**EXTRACT:**
--

Mr N Williams SC with Mr D Hume

Solicitor for the Second Respondent:

WG McNally Jones Staff

IN THE FEDERAL COURT OF AUSTRALIA

WESTERN AUSTRALIA DISTRICT REGISTRY

FAIR WORK DIVISION

WAD 251 of 2011

BETWEEN:

FAIR WORK OMBUDSMAN

Applicant

OFFSHORE MARINE SERVICES PTY LTD

(ACN 109 339 433)

First Respondent

MARITIME UNION OF AUSTRALIA

Second Respondent

AND:

MARITIME UNION OF AUSTRALIA

Cross-Claimant

OFFSHORE MARINE SERVICES PTY LTD

(ACN 109 339 433)

Cross-Respondent

JUDGE:

GILMOUR J

DATE OF ORDER:

4 JULY 2014

WHERE MADE:

PERTH

THE COURT ORDERS THAT:

1.    The cross-claimant have leave to amend its Reply to Defence to Cross-Claim (filed 6 May 2014) by deleting sub-paragraph (a) in paragraph 1.

2.    The cross-respondent have leave to amend its Defence to Cross-Claim (filed 22 April 2014) by deleting sub-paragraph (a) in paragraph 12.

3.    The application by the cross-respondent for the separate trial of the questions raised by paragraphs 14 and 15 in the Defence to Cross-Claim be dismissed.

--

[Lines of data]
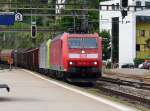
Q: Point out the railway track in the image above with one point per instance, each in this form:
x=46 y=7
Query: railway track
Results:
x=138 y=85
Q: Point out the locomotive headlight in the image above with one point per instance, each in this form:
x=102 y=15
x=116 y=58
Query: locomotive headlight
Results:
x=95 y=63
x=70 y=63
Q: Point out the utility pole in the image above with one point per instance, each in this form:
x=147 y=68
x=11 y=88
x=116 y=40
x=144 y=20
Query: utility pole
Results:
x=84 y=24
x=74 y=16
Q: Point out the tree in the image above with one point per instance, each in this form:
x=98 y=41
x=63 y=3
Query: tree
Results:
x=106 y=44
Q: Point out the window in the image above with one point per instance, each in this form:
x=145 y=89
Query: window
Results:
x=75 y=43
x=138 y=3
x=142 y=33
x=89 y=43
x=113 y=6
x=137 y=47
x=147 y=4
x=117 y=7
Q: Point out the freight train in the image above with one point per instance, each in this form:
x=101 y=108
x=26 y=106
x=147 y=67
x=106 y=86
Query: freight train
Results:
x=72 y=57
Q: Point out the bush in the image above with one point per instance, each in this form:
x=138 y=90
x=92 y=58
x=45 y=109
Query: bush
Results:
x=138 y=61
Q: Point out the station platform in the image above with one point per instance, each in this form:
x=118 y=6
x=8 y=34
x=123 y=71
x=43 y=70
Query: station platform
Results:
x=128 y=74
x=33 y=92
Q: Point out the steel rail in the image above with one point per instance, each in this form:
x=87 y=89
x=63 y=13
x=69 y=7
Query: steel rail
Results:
x=139 y=85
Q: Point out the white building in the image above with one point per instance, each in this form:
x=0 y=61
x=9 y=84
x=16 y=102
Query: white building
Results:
x=127 y=28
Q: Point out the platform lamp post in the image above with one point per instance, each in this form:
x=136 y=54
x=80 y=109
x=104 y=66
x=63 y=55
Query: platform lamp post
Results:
x=111 y=45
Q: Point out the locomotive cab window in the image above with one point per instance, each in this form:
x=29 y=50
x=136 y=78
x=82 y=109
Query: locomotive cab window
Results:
x=89 y=43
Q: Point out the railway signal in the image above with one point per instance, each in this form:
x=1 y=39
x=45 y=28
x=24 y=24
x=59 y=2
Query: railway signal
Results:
x=33 y=30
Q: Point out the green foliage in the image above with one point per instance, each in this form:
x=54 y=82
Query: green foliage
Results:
x=138 y=61
x=106 y=44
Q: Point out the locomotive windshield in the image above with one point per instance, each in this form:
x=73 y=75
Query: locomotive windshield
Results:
x=89 y=43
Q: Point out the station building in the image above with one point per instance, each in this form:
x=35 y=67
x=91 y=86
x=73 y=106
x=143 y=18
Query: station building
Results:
x=130 y=36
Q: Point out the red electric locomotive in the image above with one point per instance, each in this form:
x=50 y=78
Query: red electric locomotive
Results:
x=76 y=57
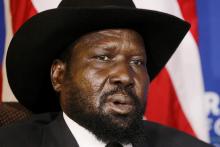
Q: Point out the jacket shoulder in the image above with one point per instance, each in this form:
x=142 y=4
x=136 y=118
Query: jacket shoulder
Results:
x=161 y=136
x=25 y=134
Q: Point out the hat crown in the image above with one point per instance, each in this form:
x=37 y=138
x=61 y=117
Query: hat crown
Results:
x=96 y=3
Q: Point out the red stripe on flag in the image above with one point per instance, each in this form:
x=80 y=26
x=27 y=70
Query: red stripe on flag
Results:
x=188 y=9
x=21 y=10
x=163 y=105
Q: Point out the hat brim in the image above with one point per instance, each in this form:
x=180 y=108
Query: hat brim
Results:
x=43 y=38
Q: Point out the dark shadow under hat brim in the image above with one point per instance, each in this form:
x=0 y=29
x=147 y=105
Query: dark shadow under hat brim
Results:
x=44 y=37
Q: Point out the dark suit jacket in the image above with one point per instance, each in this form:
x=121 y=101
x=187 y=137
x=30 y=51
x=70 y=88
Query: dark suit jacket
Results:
x=50 y=130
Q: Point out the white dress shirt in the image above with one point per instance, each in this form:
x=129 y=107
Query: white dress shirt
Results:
x=84 y=137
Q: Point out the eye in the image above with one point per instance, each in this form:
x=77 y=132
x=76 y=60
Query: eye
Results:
x=138 y=62
x=102 y=58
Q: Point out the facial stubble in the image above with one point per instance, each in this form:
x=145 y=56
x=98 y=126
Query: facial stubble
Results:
x=106 y=127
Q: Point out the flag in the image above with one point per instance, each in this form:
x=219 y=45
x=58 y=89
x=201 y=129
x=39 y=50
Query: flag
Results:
x=176 y=96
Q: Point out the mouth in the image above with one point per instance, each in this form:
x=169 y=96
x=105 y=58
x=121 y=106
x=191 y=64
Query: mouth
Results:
x=119 y=104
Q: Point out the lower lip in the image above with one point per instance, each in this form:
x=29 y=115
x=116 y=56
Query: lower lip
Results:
x=121 y=109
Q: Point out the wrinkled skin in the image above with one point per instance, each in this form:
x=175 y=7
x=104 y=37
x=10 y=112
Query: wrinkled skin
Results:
x=104 y=85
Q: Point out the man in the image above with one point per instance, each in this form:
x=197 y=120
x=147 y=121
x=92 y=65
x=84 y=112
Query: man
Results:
x=93 y=61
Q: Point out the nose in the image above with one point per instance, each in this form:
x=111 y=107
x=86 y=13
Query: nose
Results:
x=121 y=75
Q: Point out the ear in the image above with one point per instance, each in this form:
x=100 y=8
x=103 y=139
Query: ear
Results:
x=57 y=74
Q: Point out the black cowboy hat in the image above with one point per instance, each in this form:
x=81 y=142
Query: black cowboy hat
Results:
x=44 y=37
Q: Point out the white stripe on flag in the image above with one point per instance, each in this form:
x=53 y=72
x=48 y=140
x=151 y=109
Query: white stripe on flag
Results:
x=185 y=71
x=7 y=94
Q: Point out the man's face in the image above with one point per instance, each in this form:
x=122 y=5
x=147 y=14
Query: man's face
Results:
x=104 y=85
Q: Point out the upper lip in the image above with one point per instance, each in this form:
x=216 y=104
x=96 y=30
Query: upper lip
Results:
x=120 y=98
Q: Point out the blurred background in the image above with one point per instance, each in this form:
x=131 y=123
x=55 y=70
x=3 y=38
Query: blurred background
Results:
x=186 y=93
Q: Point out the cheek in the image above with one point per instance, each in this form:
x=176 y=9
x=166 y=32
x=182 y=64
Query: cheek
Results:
x=142 y=84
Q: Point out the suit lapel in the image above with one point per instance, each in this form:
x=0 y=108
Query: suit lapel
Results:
x=57 y=134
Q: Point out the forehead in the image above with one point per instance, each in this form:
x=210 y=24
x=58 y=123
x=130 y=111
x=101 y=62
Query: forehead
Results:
x=111 y=34
x=126 y=40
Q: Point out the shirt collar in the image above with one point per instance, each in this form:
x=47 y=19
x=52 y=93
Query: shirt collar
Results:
x=84 y=137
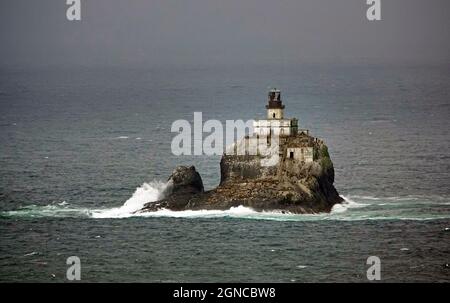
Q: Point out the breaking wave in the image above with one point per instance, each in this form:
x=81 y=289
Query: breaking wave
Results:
x=353 y=208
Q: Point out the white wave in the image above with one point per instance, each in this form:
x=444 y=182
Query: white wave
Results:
x=148 y=192
x=344 y=206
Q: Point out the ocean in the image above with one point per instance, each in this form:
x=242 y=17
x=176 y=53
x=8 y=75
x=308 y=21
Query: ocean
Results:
x=82 y=148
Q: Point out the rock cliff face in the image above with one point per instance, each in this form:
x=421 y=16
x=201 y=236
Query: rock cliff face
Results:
x=290 y=185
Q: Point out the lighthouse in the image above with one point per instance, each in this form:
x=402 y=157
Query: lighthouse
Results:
x=275 y=123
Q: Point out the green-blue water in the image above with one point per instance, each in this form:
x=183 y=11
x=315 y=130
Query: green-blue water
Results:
x=80 y=149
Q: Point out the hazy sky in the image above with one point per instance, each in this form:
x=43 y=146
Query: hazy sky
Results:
x=149 y=32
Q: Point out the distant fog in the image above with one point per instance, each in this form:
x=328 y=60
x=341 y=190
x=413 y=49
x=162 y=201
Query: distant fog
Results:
x=135 y=33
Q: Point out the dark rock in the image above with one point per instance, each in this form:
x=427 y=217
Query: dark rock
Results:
x=290 y=186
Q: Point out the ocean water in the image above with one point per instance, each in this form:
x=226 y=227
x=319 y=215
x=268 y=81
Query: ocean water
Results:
x=82 y=148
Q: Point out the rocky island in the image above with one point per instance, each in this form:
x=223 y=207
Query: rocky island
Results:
x=278 y=168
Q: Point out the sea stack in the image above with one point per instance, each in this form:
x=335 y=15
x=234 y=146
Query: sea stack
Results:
x=279 y=167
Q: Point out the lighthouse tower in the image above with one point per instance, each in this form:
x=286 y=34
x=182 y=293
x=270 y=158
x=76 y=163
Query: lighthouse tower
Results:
x=275 y=107
x=275 y=123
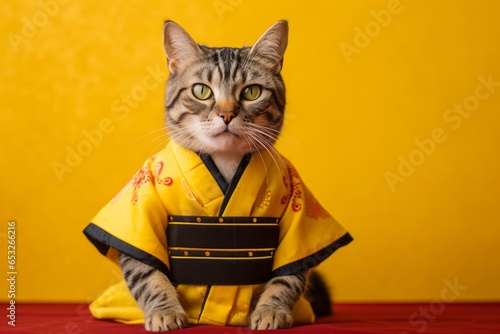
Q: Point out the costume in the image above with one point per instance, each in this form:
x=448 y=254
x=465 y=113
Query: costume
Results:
x=216 y=241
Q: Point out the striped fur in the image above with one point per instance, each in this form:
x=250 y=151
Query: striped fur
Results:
x=226 y=126
x=154 y=294
x=198 y=124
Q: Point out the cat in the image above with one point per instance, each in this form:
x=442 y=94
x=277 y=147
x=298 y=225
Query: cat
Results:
x=227 y=106
x=209 y=118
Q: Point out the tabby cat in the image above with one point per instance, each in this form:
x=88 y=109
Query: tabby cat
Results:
x=226 y=103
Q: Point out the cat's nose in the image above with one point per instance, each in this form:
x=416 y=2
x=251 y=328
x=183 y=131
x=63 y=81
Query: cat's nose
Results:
x=227 y=109
x=227 y=116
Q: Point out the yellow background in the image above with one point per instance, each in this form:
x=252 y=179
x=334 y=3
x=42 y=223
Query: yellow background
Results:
x=71 y=67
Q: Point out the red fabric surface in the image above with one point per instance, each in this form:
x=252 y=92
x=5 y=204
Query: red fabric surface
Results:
x=348 y=319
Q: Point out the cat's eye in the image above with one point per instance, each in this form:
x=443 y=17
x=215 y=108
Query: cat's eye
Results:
x=202 y=92
x=251 y=92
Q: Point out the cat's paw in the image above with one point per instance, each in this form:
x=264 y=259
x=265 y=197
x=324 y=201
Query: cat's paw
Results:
x=267 y=317
x=166 y=320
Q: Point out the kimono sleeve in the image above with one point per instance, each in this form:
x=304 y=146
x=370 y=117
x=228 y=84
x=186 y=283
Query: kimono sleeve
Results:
x=308 y=233
x=134 y=222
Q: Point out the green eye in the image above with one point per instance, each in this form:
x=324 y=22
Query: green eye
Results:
x=202 y=92
x=251 y=92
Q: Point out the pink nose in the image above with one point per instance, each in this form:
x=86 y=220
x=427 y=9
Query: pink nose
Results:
x=227 y=116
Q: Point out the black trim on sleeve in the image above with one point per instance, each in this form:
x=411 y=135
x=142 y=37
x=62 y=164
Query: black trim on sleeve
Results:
x=234 y=182
x=216 y=174
x=102 y=240
x=313 y=259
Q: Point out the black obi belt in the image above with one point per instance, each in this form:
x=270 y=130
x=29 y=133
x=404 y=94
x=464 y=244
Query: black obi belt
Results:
x=221 y=250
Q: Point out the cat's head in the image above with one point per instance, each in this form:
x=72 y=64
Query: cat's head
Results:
x=225 y=99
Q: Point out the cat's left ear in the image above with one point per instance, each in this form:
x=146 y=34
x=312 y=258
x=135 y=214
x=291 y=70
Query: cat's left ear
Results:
x=180 y=48
x=271 y=45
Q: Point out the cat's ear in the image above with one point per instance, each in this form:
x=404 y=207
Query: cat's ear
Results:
x=271 y=45
x=180 y=48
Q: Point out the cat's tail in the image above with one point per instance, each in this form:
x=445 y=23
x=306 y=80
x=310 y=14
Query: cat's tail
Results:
x=318 y=294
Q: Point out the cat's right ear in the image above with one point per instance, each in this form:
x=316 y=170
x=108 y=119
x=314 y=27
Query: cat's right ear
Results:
x=180 y=48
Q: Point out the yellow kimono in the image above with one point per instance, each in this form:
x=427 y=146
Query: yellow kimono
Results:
x=216 y=241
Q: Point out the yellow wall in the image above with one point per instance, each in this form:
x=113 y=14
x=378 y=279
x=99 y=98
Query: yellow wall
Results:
x=371 y=84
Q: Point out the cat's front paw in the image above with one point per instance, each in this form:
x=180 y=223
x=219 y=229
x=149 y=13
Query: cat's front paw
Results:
x=267 y=317
x=166 y=320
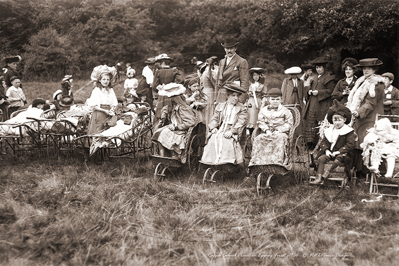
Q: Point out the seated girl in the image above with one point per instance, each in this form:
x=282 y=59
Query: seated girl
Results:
x=176 y=118
x=15 y=95
x=338 y=143
x=225 y=127
x=275 y=122
x=381 y=142
x=131 y=83
x=194 y=96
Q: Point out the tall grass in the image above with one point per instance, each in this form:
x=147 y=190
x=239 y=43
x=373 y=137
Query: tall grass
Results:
x=67 y=211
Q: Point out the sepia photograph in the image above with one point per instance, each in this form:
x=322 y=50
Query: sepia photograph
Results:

--

**DIRECTIONS:**
1. Answer these questions about the court order:
(a) Which judge made the order?
(b) On what date was the cross-respondent's Defence to Cross-Claim filed?
(c) In what city was the order made?
2. Write the next part of the court order, picking up right after its last line.

**RESPONSES BY TASK:**
1.
(a) Gilmour J
(b) 22 April 2014
(c) Perth

2.
4.    The cross-respondent pay the costs of the cross-claimant in relation to the above application.

THE COURT FURTHER ORDERS THAT:

5.    By 28 July 2014:

(a)    the applicant file and serve:

(i)    an outline of submissions as to the question of penalty and compensation (the Issues); and

(ii)    any affidavits to be relied upon in respect of the Issues; and

6.    By 25 August 2014:

(a)    the second respondent file and serve:

(i)    an outline of submissions as to the Issues; and

(ii)    any affidavits to be relied upon in respect of the Issues; and

(b)    the cross-claimant file and serve:

(i)    an outline of submissions as to the question of contribution of any compensation (the Contribution Issue); and

(ii)    any affidavits to be relied upon in respect of the Contribution Issue.

7.    By 22 September 2014:

(a)    the applicant file and serve:

(i)    any outline of submissions in reply as to the Issues; and

(ii)    any affidavits in reply to be relied upon in respect of the Issues; and

(b)    the cross-respondent file and serve:

(i)    an outline of submissions as to the Contribution Issue and, if it wishes, the Issues; and

(ii)    any affidavits to be relied upon in respect of the Contribution Issue and, if it wishes, the Issues.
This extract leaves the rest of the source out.